— begin DATA FOR THIS TASK —
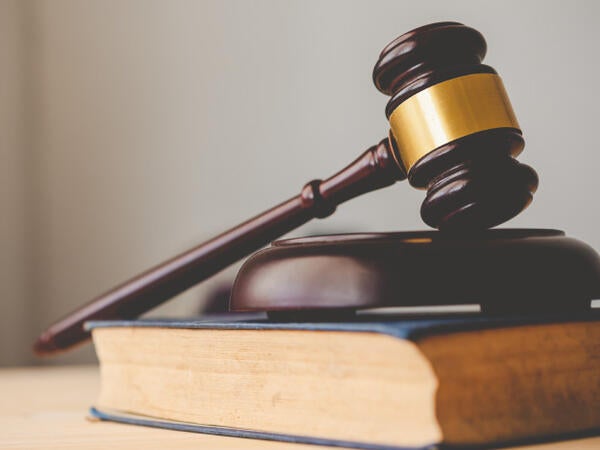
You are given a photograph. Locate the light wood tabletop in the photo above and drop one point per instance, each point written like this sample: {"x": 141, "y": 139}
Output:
{"x": 47, "y": 408}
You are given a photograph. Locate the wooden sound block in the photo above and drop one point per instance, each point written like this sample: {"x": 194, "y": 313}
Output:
{"x": 503, "y": 270}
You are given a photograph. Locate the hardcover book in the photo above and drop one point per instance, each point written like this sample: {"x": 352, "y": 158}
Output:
{"x": 365, "y": 383}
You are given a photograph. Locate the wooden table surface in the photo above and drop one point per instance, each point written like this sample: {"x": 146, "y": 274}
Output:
{"x": 47, "y": 408}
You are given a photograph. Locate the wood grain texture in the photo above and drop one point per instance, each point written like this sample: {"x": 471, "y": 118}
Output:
{"x": 45, "y": 408}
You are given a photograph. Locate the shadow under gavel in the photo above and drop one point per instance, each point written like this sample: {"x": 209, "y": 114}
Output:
{"x": 453, "y": 133}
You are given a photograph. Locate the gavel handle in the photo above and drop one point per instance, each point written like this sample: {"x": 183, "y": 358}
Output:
{"x": 374, "y": 169}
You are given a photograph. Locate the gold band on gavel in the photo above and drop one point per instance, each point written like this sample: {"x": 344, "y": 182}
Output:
{"x": 447, "y": 111}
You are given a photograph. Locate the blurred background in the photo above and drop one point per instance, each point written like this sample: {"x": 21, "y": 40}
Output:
{"x": 132, "y": 130}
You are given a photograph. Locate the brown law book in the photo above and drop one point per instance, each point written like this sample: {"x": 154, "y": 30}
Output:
{"x": 366, "y": 383}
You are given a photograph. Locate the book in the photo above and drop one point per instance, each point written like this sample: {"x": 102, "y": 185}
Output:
{"x": 366, "y": 383}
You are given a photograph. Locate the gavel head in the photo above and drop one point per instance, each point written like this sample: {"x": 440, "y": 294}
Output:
{"x": 453, "y": 130}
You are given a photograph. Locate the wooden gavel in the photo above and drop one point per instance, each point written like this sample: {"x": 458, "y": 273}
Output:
{"x": 453, "y": 132}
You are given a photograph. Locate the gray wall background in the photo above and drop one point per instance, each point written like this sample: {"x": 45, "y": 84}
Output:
{"x": 131, "y": 130}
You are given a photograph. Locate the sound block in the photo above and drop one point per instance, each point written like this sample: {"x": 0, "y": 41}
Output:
{"x": 502, "y": 270}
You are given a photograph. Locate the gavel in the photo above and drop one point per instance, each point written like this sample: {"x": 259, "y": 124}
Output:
{"x": 453, "y": 133}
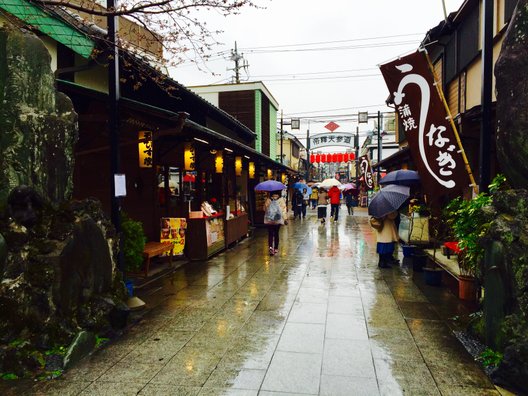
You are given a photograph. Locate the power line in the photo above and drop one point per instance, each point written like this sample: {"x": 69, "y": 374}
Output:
{"x": 333, "y": 42}
{"x": 340, "y": 48}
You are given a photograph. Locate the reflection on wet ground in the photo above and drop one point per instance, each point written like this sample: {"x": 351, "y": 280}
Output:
{"x": 319, "y": 318}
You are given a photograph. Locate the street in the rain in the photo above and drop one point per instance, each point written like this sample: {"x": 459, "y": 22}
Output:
{"x": 319, "y": 318}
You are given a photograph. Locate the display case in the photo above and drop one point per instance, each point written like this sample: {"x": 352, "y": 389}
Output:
{"x": 236, "y": 228}
{"x": 414, "y": 229}
{"x": 205, "y": 237}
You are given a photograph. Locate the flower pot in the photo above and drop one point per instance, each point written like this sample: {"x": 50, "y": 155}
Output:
{"x": 467, "y": 288}
{"x": 419, "y": 261}
{"x": 433, "y": 276}
{"x": 408, "y": 250}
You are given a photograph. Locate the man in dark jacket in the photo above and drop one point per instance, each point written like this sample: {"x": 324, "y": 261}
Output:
{"x": 335, "y": 201}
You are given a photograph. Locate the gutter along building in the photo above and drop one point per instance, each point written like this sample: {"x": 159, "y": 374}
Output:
{"x": 176, "y": 149}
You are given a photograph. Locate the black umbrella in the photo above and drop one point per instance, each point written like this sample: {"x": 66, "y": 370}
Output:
{"x": 401, "y": 177}
{"x": 388, "y": 200}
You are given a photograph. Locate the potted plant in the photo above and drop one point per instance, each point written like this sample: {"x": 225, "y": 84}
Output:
{"x": 133, "y": 243}
{"x": 468, "y": 225}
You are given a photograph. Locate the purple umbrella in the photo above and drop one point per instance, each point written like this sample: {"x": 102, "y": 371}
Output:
{"x": 402, "y": 177}
{"x": 270, "y": 185}
{"x": 388, "y": 200}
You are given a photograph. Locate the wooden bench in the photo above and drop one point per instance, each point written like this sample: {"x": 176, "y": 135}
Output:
{"x": 154, "y": 249}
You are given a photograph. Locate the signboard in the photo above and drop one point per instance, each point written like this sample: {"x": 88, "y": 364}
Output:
{"x": 332, "y": 139}
{"x": 366, "y": 171}
{"x": 173, "y": 230}
{"x": 432, "y": 137}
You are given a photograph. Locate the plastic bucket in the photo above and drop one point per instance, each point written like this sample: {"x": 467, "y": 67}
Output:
{"x": 419, "y": 261}
{"x": 130, "y": 287}
{"x": 408, "y": 250}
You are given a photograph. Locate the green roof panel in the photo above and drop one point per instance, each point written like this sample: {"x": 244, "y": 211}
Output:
{"x": 49, "y": 25}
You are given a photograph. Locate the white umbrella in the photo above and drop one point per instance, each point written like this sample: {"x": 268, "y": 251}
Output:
{"x": 327, "y": 183}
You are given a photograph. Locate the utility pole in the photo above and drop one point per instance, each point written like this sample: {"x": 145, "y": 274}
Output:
{"x": 282, "y": 137}
{"x": 113, "y": 122}
{"x": 379, "y": 144}
{"x": 487, "y": 76}
{"x": 308, "y": 152}
{"x": 236, "y": 57}
{"x": 357, "y": 157}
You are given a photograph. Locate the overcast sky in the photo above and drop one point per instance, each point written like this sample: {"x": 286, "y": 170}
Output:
{"x": 319, "y": 58}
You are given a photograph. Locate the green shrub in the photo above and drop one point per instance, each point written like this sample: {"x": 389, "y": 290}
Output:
{"x": 133, "y": 242}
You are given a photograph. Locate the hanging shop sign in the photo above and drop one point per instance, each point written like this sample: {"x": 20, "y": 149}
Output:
{"x": 145, "y": 149}
{"x": 219, "y": 162}
{"x": 433, "y": 139}
{"x": 332, "y": 157}
{"x": 366, "y": 171}
{"x": 189, "y": 157}
{"x": 332, "y": 139}
{"x": 173, "y": 230}
{"x": 238, "y": 166}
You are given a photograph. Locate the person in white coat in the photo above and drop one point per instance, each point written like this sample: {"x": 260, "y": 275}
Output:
{"x": 275, "y": 215}
{"x": 386, "y": 236}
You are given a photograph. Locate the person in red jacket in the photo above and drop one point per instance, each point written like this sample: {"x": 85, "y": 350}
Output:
{"x": 335, "y": 201}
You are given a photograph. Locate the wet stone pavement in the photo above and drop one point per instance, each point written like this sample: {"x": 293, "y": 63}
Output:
{"x": 319, "y": 318}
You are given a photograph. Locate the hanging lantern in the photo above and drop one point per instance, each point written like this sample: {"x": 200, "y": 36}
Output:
{"x": 189, "y": 157}
{"x": 145, "y": 149}
{"x": 238, "y": 166}
{"x": 219, "y": 162}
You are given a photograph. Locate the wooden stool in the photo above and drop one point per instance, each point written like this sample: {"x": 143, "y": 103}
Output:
{"x": 153, "y": 249}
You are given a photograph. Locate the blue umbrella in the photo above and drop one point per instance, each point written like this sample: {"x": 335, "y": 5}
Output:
{"x": 401, "y": 177}
{"x": 270, "y": 185}
{"x": 388, "y": 200}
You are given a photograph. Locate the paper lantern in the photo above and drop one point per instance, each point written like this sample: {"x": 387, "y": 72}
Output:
{"x": 189, "y": 157}
{"x": 238, "y": 166}
{"x": 145, "y": 149}
{"x": 219, "y": 162}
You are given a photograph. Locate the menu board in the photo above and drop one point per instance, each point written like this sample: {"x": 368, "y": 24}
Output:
{"x": 214, "y": 230}
{"x": 173, "y": 230}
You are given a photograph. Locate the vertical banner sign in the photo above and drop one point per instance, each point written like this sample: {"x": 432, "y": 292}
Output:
{"x": 366, "y": 171}
{"x": 433, "y": 141}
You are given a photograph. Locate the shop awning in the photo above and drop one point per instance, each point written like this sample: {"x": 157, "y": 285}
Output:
{"x": 50, "y": 25}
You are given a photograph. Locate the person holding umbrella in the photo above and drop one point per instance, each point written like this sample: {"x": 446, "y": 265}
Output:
— end DATA FOR THIS TASK —
**DIRECTIVE:** All lines from the one containing "You are given a photograph. Locate the menu" through the end of the records, both ends included, are to be quoted exactly; please add nothing else.

**FINISHED ANSWER:**
You are given a photograph. Locate the menu board in the photo above and drop one point per instance, each point written like this sample: {"x": 368, "y": 24}
Output:
{"x": 214, "y": 230}
{"x": 173, "y": 230}
You are given a photograph. Locate the vertical banner sign in the photo above and drop one point per instance, each point written like this sample: {"x": 432, "y": 292}
Output:
{"x": 366, "y": 171}
{"x": 433, "y": 141}
You are given a photograph. Locate the shop awning in the photo above and drop one point per instance, each point written like this sample: {"x": 157, "y": 285}
Output:
{"x": 50, "y": 25}
You are given a photograph. Locate the person holding umbrella in the photo above and drop one point per instance, each point written like this sample: {"x": 446, "y": 265}
Output:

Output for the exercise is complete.